Look below for the line with "the girl's blonde", and from there restate every line word for word until the entries end.

Pointing records:
* * *
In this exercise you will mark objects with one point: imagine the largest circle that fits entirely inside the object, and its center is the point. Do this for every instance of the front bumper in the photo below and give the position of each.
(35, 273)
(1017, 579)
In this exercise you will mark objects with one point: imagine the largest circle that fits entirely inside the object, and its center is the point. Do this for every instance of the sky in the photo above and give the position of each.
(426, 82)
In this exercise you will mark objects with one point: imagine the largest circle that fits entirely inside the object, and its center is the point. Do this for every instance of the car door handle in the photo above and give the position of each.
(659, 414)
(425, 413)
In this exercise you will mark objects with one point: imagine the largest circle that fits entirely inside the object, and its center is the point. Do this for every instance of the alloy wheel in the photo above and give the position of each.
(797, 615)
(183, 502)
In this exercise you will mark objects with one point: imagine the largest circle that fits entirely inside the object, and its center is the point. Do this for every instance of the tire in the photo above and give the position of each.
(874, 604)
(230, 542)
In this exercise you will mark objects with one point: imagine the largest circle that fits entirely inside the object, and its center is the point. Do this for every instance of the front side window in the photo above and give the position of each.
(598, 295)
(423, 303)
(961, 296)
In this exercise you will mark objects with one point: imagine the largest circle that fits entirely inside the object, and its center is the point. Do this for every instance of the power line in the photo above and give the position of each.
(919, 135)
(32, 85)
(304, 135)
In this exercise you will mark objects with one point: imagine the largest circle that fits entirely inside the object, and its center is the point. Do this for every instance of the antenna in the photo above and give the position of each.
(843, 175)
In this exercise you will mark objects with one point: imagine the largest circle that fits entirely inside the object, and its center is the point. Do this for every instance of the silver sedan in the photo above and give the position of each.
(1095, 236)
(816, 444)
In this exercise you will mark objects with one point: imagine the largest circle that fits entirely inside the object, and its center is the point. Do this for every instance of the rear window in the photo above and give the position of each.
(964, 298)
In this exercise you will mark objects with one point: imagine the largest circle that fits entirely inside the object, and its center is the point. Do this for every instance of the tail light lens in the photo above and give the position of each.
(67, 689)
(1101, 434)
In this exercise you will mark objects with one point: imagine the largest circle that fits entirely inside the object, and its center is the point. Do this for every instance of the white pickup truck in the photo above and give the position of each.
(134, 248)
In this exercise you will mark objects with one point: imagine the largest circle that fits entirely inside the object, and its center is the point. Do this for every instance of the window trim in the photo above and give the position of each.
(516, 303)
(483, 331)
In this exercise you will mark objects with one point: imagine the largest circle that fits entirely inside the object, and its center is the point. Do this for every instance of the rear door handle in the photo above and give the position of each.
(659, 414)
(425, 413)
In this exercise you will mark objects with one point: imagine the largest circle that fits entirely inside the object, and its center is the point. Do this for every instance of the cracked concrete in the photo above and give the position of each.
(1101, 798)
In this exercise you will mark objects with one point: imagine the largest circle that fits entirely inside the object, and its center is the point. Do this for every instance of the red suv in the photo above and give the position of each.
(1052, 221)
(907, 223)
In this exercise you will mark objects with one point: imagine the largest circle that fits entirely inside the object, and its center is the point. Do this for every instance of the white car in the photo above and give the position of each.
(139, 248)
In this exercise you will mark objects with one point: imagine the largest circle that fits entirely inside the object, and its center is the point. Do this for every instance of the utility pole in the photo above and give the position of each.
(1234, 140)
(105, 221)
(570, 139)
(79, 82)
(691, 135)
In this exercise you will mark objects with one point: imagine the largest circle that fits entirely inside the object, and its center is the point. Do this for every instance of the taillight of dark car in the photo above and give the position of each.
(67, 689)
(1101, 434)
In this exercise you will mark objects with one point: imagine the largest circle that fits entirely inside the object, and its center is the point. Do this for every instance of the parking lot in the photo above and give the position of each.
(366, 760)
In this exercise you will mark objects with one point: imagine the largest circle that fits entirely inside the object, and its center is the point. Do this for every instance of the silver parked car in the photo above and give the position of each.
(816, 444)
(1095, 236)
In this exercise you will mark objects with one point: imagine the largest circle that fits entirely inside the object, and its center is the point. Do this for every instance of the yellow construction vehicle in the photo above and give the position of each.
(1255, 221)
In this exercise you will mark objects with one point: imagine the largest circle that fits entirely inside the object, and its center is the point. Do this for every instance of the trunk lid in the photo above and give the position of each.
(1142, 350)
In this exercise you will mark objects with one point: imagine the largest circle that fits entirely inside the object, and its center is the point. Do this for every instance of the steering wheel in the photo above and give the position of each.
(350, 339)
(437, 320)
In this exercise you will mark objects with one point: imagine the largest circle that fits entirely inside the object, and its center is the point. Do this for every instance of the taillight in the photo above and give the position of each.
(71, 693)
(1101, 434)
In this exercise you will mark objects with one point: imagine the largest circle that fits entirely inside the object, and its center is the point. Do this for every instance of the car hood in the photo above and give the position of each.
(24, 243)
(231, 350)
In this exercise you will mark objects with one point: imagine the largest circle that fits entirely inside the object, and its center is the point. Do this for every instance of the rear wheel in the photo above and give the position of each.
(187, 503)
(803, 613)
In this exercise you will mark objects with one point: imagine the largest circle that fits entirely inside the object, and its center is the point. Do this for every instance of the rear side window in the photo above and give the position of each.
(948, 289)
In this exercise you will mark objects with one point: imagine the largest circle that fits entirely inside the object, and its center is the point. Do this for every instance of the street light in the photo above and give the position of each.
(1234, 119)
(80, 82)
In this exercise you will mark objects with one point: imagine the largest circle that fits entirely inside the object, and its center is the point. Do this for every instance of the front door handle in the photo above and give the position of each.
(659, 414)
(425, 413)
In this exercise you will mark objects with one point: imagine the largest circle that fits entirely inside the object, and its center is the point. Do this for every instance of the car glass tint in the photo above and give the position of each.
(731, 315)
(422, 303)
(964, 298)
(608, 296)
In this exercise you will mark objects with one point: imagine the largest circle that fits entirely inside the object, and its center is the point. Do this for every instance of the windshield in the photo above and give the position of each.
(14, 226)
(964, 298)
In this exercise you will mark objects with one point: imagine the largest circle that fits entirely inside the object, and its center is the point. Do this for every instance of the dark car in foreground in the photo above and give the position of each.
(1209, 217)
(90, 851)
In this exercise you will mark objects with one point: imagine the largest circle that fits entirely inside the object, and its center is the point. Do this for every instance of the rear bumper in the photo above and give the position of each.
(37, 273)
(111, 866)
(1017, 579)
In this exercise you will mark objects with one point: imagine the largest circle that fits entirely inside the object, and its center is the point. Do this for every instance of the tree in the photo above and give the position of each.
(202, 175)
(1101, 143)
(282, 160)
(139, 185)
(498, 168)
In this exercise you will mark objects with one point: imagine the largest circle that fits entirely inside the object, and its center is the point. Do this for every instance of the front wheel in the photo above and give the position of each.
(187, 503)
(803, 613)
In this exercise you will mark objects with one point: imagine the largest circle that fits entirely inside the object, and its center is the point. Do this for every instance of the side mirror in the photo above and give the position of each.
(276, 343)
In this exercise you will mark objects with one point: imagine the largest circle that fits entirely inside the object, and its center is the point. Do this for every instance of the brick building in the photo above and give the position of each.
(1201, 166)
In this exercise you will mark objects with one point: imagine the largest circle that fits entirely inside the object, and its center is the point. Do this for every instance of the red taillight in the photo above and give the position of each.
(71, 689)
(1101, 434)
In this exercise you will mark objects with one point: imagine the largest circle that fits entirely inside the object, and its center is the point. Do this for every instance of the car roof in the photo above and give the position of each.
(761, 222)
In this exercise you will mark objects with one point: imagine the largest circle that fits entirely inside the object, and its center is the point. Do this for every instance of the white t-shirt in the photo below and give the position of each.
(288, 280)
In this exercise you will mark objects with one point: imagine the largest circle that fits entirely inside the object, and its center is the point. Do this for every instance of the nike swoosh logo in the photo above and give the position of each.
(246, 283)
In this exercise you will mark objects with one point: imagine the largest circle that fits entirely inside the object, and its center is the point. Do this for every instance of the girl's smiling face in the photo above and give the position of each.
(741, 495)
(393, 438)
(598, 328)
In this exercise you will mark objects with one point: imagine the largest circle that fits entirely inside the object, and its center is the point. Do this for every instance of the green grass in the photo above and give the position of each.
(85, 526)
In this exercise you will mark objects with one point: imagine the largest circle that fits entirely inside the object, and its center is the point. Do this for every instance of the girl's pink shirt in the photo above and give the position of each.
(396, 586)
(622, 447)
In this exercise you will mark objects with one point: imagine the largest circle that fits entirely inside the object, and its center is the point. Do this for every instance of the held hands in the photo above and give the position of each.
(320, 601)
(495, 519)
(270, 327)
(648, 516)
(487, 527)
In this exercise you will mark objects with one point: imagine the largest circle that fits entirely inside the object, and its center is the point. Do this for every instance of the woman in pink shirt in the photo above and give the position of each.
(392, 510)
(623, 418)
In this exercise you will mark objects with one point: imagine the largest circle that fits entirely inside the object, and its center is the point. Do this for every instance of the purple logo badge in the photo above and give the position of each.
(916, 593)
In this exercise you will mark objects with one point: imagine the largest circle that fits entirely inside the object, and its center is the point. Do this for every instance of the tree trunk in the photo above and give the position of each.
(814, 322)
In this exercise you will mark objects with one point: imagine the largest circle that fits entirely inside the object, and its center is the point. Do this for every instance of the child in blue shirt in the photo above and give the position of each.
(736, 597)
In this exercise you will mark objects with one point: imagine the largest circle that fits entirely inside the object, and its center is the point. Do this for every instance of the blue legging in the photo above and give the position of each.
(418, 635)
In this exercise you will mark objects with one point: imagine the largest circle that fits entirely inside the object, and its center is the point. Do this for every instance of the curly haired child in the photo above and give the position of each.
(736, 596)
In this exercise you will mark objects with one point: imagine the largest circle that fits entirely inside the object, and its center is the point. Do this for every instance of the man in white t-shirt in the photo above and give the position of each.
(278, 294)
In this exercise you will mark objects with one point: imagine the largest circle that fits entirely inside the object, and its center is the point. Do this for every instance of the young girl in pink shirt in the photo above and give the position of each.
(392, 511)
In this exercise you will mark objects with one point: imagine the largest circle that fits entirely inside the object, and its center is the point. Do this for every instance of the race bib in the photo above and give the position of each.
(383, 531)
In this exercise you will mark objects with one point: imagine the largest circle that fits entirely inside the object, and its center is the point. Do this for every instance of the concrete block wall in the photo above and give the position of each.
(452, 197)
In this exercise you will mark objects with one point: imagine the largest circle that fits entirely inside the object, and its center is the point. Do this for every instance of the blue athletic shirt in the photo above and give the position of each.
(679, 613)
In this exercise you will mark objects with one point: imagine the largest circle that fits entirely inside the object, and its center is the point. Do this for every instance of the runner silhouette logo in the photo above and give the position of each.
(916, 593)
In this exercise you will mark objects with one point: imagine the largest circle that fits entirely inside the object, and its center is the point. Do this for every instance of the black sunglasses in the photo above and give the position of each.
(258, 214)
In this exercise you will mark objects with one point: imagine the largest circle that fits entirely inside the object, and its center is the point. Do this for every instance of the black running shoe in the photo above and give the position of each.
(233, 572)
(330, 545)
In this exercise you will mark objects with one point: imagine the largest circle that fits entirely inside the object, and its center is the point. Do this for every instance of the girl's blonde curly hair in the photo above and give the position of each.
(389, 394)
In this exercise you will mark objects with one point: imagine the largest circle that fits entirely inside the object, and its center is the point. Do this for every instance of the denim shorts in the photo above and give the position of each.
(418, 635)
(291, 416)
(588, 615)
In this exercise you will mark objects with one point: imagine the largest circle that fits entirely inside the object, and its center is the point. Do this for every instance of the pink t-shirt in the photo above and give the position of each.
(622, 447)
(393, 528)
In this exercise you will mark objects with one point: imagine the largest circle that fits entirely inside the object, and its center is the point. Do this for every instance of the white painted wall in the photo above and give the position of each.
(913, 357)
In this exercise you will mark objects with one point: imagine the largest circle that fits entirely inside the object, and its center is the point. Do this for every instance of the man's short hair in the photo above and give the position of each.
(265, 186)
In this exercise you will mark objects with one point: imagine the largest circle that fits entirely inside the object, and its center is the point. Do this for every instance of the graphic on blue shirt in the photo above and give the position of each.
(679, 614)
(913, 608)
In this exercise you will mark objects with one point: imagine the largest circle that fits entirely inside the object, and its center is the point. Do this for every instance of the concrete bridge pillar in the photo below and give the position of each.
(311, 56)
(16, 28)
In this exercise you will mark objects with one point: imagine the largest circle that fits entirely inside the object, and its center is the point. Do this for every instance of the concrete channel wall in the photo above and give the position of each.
* * *
• [RESULT]:
In this exercise you will mark objects with one point: imagine the largest circle that fits entirely inside the object, and its center is the point. Do this for every instance of the girl's blonde curly hair in the photo above and give the position of each.
(389, 394)
In this exercise you will mark objects with one point: imagine the largest circle that fits entirely inside the object, and its center is the point. Do this for every instance of the denim shorts in the photo above and give the position of each.
(418, 635)
(291, 416)
(588, 615)
In this exercise you will mark objects with one point: imagine the largest circle that fits entirely inside the object, and its center is the point. Do this for every instance of the pink t-shirt in the photo above and give the position of each.
(622, 447)
(393, 528)
In this exercise you will mark objects with one point: imagine the largest circle that fits entirely inside the object, and its center is the point. Do this for every instance of the white painted wall in the photo above and give the position of each.
(913, 357)
In this exercise you will mark objects with one point: imagine the largest circle that fits entirely inside the object, and its center is the point. Do this for every instance of the man's short hair in the photo above and give the position of each.
(265, 186)
In this exercise you will mark objects with one point: imagine the largest circle that fits entirely inside the object, and its center is the point. Do this for every instance of the graphic on blue shirt in the photo above and give the position of each.
(679, 614)
(913, 608)
In this exercise you will mark objects with one point: imagine the largest circle that fits entirely inside the object, and its center is the point. Do this for every instance of the concrete bridge pillar in the photo below and give the position of each.
(311, 56)
(16, 28)
In this exercise you will mark objects with one point: imagine the largest circle that fits entirely inside the object, and its center is the point. Do this for every instance of the concrete channel wall in the photo above and give the position of each.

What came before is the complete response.